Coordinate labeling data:
+ + + + + + +

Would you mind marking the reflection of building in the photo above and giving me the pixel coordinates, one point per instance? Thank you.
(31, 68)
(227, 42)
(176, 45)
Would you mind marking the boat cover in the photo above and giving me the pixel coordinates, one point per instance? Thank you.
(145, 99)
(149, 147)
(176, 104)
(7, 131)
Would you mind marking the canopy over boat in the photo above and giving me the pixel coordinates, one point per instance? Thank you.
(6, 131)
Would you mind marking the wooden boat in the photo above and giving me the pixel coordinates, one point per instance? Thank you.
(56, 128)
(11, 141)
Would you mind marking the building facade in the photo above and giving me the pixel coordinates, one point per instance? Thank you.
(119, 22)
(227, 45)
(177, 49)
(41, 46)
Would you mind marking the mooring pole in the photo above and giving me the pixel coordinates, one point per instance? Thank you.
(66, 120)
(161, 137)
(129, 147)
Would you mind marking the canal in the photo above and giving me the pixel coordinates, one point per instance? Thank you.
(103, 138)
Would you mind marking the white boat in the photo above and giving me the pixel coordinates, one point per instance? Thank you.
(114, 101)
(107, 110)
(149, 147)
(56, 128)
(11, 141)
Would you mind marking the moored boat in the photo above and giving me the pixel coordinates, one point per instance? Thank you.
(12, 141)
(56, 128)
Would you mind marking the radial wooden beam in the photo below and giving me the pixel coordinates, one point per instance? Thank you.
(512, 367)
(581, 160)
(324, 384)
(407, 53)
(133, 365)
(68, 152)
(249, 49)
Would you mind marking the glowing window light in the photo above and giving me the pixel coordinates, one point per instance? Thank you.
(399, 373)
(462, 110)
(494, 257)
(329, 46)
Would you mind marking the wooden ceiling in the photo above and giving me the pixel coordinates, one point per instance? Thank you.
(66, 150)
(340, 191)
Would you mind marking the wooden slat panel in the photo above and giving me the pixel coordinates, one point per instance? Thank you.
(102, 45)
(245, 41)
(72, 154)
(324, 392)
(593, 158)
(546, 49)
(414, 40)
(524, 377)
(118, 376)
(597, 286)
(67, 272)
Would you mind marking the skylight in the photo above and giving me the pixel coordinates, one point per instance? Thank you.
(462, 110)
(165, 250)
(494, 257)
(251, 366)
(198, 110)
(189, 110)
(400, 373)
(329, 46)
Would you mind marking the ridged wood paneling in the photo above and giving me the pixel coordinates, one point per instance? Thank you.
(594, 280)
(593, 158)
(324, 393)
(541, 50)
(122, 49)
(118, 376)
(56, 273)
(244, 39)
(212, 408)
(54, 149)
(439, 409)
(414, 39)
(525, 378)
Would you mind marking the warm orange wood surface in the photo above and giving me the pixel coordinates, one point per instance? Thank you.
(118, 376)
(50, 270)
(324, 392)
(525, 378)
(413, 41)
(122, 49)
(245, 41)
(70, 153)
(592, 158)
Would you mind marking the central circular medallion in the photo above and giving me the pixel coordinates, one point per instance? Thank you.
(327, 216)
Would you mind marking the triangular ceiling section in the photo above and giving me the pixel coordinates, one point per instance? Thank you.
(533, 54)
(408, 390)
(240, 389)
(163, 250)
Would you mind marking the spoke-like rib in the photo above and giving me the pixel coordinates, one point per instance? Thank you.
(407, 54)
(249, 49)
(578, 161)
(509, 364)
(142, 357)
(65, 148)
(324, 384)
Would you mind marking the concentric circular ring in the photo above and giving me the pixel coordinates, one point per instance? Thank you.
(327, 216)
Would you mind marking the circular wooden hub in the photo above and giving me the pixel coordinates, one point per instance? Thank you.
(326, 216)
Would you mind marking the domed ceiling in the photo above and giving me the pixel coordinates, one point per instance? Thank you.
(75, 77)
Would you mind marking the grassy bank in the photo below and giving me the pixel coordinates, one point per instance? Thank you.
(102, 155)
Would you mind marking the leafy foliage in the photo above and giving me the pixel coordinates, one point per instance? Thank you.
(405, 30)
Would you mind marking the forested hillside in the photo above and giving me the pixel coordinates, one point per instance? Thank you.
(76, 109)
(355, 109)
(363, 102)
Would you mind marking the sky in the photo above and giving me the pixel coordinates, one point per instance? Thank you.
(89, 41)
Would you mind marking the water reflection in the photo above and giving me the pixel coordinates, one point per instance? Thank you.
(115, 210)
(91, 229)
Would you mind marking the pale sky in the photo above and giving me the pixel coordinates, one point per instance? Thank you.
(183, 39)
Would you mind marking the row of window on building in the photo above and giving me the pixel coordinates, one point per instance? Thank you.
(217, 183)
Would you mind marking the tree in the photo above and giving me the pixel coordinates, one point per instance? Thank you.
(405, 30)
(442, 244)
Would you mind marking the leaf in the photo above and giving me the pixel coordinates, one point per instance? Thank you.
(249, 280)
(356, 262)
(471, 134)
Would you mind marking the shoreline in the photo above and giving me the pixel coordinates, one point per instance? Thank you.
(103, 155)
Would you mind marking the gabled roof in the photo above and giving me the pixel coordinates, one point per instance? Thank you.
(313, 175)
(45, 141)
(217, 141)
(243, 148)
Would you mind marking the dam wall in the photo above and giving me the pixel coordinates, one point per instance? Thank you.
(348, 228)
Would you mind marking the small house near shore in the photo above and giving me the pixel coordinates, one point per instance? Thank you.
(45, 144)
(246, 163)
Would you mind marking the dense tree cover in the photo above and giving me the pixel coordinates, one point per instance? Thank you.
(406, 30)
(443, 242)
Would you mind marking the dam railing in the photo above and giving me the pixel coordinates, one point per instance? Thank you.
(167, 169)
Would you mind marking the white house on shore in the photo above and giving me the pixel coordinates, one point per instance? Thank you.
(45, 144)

+ + + + + + +

* _WHAT IS REQUIRED_: Every line from the one containing "Would you mind marking the gabled" through the end of the data must be repeated exactly, and no other line.

* _ANSWER IN FULL_:
Would you mind marking the gabled roof in the photo above and giving me the pixel coordinates, one point per instance? Thank you.
(313, 175)
(45, 141)
(217, 141)
(243, 148)
Would you mind marking the dam wall in the photo above and giving me the pixel coordinates, one point per instance? Thank you.
(348, 228)
Would you mind marking the small house near shore in the photo above and giving me the pixel coordinates, one point per instance? Thank you.
(45, 144)
(246, 163)
Would you mind marking the dense tree cover in the photo above and giving me the pixel coordinates, one point per instance? Thank you.
(406, 30)
(443, 242)
Would you mind marking the dam railing in the photo above and giving me the pixel coordinates, one point per instance? Thank you.
(167, 169)
Would you mind marking the white house on shore in the photo above and giving me the pixel coordinates, one point per instance? Thank you.
(45, 144)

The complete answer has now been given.